_What to produce_
Can you format the data below as a Markdown table with the columns "No." and "Line", putting each line in its own numbered row and leaving out blank lines?

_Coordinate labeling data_
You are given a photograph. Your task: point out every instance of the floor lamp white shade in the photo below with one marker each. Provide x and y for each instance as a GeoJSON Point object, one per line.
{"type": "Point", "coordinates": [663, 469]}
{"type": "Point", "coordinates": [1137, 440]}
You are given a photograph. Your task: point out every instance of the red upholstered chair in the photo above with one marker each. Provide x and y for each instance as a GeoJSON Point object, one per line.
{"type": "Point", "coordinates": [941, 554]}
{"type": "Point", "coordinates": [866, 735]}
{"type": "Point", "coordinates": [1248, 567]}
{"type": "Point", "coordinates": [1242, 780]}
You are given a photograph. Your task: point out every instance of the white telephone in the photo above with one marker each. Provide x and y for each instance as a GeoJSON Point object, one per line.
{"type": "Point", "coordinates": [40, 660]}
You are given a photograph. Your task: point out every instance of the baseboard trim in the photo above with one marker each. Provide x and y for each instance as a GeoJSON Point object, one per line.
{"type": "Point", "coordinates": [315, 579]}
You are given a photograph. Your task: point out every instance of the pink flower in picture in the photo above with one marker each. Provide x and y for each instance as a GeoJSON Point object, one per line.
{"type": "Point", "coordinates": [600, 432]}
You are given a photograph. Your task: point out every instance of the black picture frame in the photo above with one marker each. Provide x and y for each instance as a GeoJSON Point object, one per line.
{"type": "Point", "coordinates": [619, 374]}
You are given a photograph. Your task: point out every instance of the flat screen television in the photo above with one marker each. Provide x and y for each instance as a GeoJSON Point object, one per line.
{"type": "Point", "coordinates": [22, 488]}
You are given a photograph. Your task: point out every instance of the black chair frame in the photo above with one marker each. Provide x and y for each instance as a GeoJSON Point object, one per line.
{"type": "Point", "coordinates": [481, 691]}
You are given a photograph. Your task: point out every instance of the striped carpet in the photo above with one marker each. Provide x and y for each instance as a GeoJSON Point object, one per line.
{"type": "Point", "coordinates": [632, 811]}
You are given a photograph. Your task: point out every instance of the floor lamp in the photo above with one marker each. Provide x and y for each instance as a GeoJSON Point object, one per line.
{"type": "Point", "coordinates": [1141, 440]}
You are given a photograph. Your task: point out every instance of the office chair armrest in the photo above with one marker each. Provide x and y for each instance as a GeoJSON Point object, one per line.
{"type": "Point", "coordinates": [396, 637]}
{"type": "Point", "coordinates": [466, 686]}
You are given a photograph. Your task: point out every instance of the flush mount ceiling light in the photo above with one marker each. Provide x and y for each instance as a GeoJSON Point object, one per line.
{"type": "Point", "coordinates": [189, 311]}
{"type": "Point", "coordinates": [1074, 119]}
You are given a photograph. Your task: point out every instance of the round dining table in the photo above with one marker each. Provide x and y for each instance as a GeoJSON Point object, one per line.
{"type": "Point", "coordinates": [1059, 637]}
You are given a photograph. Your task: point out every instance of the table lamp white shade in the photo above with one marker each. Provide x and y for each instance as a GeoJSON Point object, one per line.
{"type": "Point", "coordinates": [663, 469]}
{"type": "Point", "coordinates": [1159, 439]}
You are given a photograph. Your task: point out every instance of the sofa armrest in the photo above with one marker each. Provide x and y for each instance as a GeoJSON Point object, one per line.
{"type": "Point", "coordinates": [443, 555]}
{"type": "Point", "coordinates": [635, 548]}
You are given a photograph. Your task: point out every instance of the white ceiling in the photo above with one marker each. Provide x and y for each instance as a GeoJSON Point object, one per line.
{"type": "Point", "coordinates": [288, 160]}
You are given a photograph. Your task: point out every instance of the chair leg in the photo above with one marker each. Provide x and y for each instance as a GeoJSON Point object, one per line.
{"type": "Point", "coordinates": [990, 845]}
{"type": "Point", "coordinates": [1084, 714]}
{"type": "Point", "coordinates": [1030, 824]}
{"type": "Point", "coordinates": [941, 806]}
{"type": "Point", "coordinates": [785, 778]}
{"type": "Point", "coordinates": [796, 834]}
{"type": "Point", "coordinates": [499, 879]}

_Full answer_
| No. | Line |
|---|---|
| 1 | You are given a photograph. Your task: point out every instance of the floor lamp white shade in the photo below with one marker each. Provide x and y for each instance as a GeoJSON Point object, one per line. |
| 2 | {"type": "Point", "coordinates": [663, 469]} |
| 3 | {"type": "Point", "coordinates": [1137, 440]} |
| 4 | You are given a photograph. Your task: point out every instance of the red upholstered chair in the photo above with one marker each. Provide x and y for each instance as a GeoJSON Point object, one per line. |
| 5 | {"type": "Point", "coordinates": [941, 554]} |
| 6 | {"type": "Point", "coordinates": [866, 735]} |
| 7 | {"type": "Point", "coordinates": [1248, 567]} |
| 8 | {"type": "Point", "coordinates": [1242, 780]} |
| 9 | You are given a photograph. Your task: point out every instance of the white telephone in the photo above with one marker each. Provide x and y for each instance as a GeoJSON Point object, one per line. |
| 10 | {"type": "Point", "coordinates": [40, 660]} |
| 11 | You are given a photograph. Your task: point out every instance of the baseboard trim in the photo above with one marker each. Provide x and y for each instance as a GeoJSON Point object, one per line. |
| 12 | {"type": "Point", "coordinates": [315, 579]} |
| 13 | You are given a photograph. Your task: point out every instance of the pink flower in picture in the photo above with one marker each. Provide x and y for each instance as a GeoJSON Point object, one per line. |
| 14 | {"type": "Point", "coordinates": [600, 432]} |
| 15 | You are given a photograph. Your task: point out every instance of the black picture frame in the photo above with one marker each. Provide x and y for each instance as a GeoJSON Point object, one per line. |
| 16 | {"type": "Point", "coordinates": [619, 374]} |
| 17 | You are given a photograph. Your task: point out every instance of the flat screen television in the photo above with one marker each. Provide x and y for each instance as a GeoJSON Point object, one per line. |
| 18 | {"type": "Point", "coordinates": [22, 488]} |
| 19 | You are given a photograph. Your task: point out every instance of the black chair frame in the photo above with one marker each. Provide x and y for each instance as a GeoJSON Point object, one per line. |
| 20 | {"type": "Point", "coordinates": [481, 691]} |
| 21 | You are given a photograph. Your task: point out every instance of the striped carpet in the photo above with one marker each. Provide x and y for each instance as a GeoJSON Point object, one per line. |
| 22 | {"type": "Point", "coordinates": [632, 811]} |
| 23 | You are given a photograph. Your task: point out every instance of the floor lamp in the photo above with one marker each. Provide x and y for each instance as a GeoJSON Point object, one per line. |
| 24 | {"type": "Point", "coordinates": [1141, 440]} |
| 25 | You are given a photograph. Your task: point out every instance of the office chair armrest in the photo above with one marker each. Provide x and y for each instance as a GeoJSON Point object, one per line. |
| 26 | {"type": "Point", "coordinates": [396, 637]} |
| 27 | {"type": "Point", "coordinates": [466, 686]} |
| 28 | You are given a photograph. Your task: point out every instance of the flush mount ceiling light in the photo above with one marker each. Provide x and y for each instance as a GeoJSON Point object, one per line. |
| 29 | {"type": "Point", "coordinates": [189, 311]} |
| 30 | {"type": "Point", "coordinates": [1074, 119]} |
| 31 | You are given a photograph. Your task: point out every instance of the round dining table in the photo above with one marker each. Provide x and y for each instance as a GeoJSON Point object, one per line. |
| 32 | {"type": "Point", "coordinates": [1059, 637]} |
| 33 | You are given a photograph. Your task: point out every instance of the table lamp white shade in the photo above with one marker each. Provide x and y for each instance as a GeoJSON Point object, one per line. |
| 34 | {"type": "Point", "coordinates": [663, 469]} |
| 35 | {"type": "Point", "coordinates": [1159, 439]} |
| 36 | You are given a photograph. Your task: point out every instance of the sofa armrest in the photo above with one marker each. Provide x and y for each instance as a GeoJSON Point object, one per line. |
| 37 | {"type": "Point", "coordinates": [443, 555]} |
| 38 | {"type": "Point", "coordinates": [635, 548]} |
| 39 | You are given a photograph. Your task: point out every instance of the white ceiling in the photo above with one marker each. Provide x and y for each instance as a GeoJSON Point object, one per line. |
| 40 | {"type": "Point", "coordinates": [288, 160]} |
| 41 | You are given a photograph. Your task: point out every instance of the chair leg in the photo above with one marker each. Provide x and y for each instance as a GeoJSON Point object, one per line. |
| 42 | {"type": "Point", "coordinates": [990, 845]} |
| 43 | {"type": "Point", "coordinates": [1084, 714]} |
| 44 | {"type": "Point", "coordinates": [1030, 824]} |
| 45 | {"type": "Point", "coordinates": [941, 806]} |
| 46 | {"type": "Point", "coordinates": [785, 778]} |
| 47 | {"type": "Point", "coordinates": [796, 834]} |
| 48 | {"type": "Point", "coordinates": [499, 879]} |